◆ STATED TASK
Print, word for word, the lines of the material starting at the line containing "Find the mirror" and ending at the line containing "470, 15, 602, 271", with both of those lines included.

Excerpts of labeled region data:
::::::::
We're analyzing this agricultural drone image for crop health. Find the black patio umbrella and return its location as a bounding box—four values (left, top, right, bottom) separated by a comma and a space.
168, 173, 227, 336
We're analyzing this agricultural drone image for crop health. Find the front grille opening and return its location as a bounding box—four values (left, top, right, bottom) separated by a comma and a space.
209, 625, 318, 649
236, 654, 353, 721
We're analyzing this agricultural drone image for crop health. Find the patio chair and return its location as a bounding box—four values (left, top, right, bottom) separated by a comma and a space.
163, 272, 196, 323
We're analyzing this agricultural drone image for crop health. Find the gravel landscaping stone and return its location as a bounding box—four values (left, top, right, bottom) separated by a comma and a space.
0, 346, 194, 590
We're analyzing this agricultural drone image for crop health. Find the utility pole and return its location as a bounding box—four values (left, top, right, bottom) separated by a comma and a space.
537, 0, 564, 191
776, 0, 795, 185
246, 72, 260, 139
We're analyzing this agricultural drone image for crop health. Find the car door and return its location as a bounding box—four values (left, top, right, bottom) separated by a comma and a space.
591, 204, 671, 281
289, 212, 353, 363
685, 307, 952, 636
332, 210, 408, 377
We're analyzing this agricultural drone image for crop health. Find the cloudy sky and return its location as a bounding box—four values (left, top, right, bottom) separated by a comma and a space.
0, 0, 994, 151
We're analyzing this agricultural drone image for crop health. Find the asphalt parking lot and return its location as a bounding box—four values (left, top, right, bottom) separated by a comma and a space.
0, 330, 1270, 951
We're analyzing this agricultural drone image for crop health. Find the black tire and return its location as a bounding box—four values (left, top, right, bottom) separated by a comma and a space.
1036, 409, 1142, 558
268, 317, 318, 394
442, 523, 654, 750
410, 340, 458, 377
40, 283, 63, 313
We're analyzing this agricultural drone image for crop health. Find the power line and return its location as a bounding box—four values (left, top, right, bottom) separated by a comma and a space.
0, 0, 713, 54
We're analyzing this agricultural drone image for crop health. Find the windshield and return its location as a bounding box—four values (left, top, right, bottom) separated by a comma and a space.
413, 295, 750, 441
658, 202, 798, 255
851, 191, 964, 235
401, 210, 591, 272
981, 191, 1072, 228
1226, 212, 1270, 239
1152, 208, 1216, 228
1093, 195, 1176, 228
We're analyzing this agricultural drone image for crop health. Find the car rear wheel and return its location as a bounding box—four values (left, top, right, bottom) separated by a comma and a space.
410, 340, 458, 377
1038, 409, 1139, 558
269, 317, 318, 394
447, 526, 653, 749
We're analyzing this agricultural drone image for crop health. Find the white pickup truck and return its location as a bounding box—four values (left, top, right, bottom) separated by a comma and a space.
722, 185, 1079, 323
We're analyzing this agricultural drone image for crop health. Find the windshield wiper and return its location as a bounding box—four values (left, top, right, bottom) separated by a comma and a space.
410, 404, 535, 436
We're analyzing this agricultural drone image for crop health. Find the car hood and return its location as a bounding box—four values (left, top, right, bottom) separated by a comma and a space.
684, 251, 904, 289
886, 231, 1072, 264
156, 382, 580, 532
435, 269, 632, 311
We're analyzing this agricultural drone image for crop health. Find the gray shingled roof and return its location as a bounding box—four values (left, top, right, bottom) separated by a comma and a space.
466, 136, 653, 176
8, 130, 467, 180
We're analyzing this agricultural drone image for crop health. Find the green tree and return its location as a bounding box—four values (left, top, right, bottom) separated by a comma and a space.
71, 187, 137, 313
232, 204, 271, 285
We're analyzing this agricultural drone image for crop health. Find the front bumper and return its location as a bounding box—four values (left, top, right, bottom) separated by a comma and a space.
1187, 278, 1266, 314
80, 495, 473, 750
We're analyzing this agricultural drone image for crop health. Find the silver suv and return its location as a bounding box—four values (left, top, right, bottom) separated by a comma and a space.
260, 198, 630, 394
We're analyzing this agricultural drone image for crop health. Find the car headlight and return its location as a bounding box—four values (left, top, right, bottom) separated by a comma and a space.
::::::::
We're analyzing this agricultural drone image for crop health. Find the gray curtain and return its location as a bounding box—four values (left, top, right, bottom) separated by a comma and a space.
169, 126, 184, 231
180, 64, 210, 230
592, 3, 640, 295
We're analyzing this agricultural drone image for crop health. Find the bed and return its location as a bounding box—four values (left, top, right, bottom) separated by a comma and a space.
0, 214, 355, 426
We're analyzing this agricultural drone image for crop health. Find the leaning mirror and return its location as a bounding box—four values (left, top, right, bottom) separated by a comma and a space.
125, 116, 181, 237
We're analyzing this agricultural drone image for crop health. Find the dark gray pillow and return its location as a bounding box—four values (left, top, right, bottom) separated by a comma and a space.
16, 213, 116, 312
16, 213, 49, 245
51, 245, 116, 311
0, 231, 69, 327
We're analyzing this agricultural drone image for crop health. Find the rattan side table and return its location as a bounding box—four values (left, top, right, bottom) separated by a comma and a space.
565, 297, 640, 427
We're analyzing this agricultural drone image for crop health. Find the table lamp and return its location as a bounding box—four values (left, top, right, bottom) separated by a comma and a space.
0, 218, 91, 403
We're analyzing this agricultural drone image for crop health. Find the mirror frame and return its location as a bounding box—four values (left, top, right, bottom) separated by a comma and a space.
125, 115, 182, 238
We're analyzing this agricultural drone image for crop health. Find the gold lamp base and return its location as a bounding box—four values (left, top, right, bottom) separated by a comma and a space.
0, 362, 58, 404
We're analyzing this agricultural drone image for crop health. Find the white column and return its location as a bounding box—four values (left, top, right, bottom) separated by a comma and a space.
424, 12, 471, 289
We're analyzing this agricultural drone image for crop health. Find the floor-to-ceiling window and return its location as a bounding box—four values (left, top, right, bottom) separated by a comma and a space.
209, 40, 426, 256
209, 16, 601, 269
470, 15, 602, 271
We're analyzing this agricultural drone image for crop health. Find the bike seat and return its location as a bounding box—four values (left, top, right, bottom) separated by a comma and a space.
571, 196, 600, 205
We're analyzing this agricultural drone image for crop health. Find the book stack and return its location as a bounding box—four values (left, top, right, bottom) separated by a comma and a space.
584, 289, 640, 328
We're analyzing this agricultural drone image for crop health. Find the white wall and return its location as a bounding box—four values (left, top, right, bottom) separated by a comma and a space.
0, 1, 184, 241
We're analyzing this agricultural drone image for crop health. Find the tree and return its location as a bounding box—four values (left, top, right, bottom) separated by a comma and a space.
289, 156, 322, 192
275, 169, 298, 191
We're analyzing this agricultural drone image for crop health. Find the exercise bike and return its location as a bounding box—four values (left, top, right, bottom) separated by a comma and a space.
::::::::
◆ RESULT OF THIS TASK
We're analyzing this agricultural drone image for crop health. Find the mirror frame and return its location as a bounding box—four values (left, top, right, bottom) separated by a comma and a space.
125, 115, 182, 238
We're analyzing this agricultural drone image for crop health. Find the gold lamp base and return its location as a bounding box—four values (left, top, right, bottom) separated by a comma and a space.
0, 362, 58, 404
We're analyzing this agricultural drone image for crop health. Find the white column and return its location as a bounding box—four values (left, top, right, bottom) separated by a comma and a space.
424, 12, 471, 289
We're analyzing this agricultural drone image for crop health. Find the floor-to-ceiling window and return its location as a bounding box—four values (left, top, right, bottom) separated by a comma and a space.
209, 40, 426, 256
209, 16, 601, 269
470, 15, 602, 271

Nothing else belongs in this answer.